**REQUIREMENTS**
From the items below, extract word for word every line from the one containing "Where can the overcast" through the one containing "point(94, 80)", both of those lines included.

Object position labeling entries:
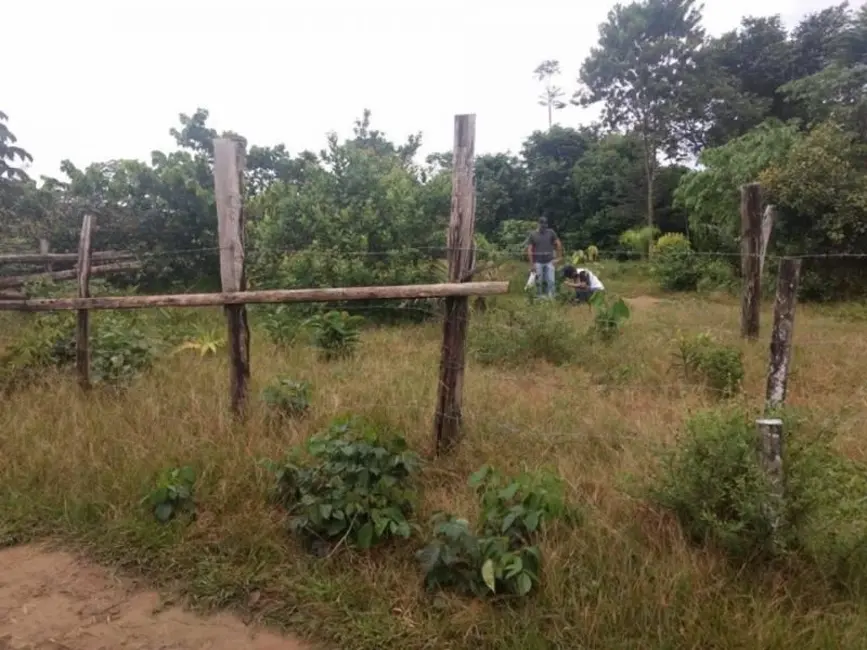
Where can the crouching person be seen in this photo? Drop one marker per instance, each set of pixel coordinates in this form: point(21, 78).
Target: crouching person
point(583, 281)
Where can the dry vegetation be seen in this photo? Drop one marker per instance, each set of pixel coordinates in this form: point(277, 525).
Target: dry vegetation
point(74, 470)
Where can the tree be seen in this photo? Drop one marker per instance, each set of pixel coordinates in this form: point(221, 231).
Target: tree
point(645, 72)
point(10, 153)
point(552, 95)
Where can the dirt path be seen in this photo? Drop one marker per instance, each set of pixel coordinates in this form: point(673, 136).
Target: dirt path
point(52, 601)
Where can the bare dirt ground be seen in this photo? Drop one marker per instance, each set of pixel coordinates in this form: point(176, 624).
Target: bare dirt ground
point(53, 601)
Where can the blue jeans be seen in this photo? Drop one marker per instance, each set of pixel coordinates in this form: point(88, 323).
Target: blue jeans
point(544, 277)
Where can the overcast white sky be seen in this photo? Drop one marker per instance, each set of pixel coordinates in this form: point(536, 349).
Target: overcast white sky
point(94, 80)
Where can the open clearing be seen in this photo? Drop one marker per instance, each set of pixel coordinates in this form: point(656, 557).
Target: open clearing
point(75, 469)
point(52, 601)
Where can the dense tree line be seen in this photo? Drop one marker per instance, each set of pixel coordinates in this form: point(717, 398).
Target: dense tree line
point(760, 103)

**OUTPUT**
Where can the overcast white sky be seen in this photo? Drop one marker per instance, each set of pixel coordinates in this form: point(536, 349).
Target: overcast white sky
point(94, 80)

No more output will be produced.